#### GIVEN INFORMATION
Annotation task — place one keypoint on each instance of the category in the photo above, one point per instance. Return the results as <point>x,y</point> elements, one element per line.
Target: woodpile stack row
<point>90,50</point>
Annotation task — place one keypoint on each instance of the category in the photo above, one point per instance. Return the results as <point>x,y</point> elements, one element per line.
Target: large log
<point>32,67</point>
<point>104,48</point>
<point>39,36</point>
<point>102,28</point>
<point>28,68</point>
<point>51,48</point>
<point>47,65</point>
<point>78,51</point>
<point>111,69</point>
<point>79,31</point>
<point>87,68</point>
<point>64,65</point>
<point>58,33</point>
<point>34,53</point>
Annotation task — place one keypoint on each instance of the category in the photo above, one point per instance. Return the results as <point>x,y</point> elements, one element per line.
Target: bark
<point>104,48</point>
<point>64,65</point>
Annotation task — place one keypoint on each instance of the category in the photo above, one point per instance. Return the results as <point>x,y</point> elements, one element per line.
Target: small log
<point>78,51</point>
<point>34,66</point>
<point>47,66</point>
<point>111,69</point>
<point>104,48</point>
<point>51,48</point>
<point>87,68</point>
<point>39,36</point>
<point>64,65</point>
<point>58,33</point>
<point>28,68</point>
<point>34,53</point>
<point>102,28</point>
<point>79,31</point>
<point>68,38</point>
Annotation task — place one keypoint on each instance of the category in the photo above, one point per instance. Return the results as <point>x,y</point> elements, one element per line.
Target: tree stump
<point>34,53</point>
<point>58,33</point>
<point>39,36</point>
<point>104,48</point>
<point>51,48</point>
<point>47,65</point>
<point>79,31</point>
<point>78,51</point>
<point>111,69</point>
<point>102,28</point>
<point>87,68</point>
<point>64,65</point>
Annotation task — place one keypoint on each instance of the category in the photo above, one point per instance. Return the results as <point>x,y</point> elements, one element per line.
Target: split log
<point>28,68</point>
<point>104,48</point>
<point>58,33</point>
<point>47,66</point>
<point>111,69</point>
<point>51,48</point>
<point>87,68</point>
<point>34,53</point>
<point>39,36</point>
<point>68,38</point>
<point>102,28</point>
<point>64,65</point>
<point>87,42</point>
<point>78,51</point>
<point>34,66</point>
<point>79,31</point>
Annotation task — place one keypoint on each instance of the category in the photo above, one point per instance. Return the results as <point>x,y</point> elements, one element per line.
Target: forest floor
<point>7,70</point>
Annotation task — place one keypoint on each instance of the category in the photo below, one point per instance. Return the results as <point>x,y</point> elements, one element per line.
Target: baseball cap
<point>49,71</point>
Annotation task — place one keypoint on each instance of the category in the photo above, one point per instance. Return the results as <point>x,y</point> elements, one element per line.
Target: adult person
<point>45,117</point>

#### ABOUT THIS TASK
Copy out all the records exactly.

#### RESPONSE AREA
Annotation task — place one keypoint on each instance of the category in the photo above, one point per instance. Return the results as <point>x,y</point> elements, one element per line.
Target: woodpile stack row
<point>90,50</point>
Annotation task — place one keypoint on each instance of the category in the photo above, one point per instance. Return the results as <point>x,y</point> elements, one element per line.
Target: large log
<point>32,67</point>
<point>104,48</point>
<point>39,36</point>
<point>102,28</point>
<point>28,68</point>
<point>51,48</point>
<point>47,65</point>
<point>78,51</point>
<point>111,69</point>
<point>79,31</point>
<point>87,68</point>
<point>64,65</point>
<point>58,33</point>
<point>34,53</point>
Annotation task — place one keypoint on each instance of the category in the photo above, one point per instance. Return the results as <point>x,y</point> elements, one element per line.
Target: bark
<point>104,48</point>
<point>64,65</point>
Annotation task — place one keypoint on each instance of the category in the photo above, one point per instance. Return the results as <point>x,y</point> elements, one element per line.
Target: small log
<point>78,51</point>
<point>34,66</point>
<point>47,66</point>
<point>111,69</point>
<point>104,48</point>
<point>51,48</point>
<point>87,68</point>
<point>39,36</point>
<point>64,65</point>
<point>58,33</point>
<point>28,68</point>
<point>34,53</point>
<point>102,28</point>
<point>79,31</point>
<point>68,38</point>
Annotation task — place one keypoint on each instance of the category in the photo above, one point per instance. Return the results as <point>x,y</point> elements, one element per line.
Target: tree stump
<point>34,53</point>
<point>58,33</point>
<point>39,36</point>
<point>104,48</point>
<point>51,48</point>
<point>47,65</point>
<point>79,31</point>
<point>78,51</point>
<point>111,69</point>
<point>102,28</point>
<point>87,68</point>
<point>64,65</point>
Annotation task — place one keypoint on each instance of the category in the photo above, one point per instance. Return the results as <point>x,y</point> elements, one element per line.
Target: split log
<point>28,68</point>
<point>104,48</point>
<point>58,33</point>
<point>47,66</point>
<point>111,69</point>
<point>51,48</point>
<point>87,68</point>
<point>34,53</point>
<point>39,36</point>
<point>68,38</point>
<point>102,28</point>
<point>64,65</point>
<point>87,42</point>
<point>78,51</point>
<point>34,66</point>
<point>79,31</point>
Annotation task — place one keypoint on each instance of the category in the photo above, one point per instance. Return the results as <point>x,y</point> elements, one element per line.
Target: forest floor
<point>7,70</point>
Annotation task — place one keypoint on each instance of the category in the photo below, one point per instance. Return the results as <point>x,y</point> elements, one element per line.
Target: baseball cap
<point>49,71</point>
Annotation task — place one keypoint on each instance of the category in the photo above, one point per instance. Return the results as <point>x,y</point> elements, one element per line.
Target: adult person
<point>45,117</point>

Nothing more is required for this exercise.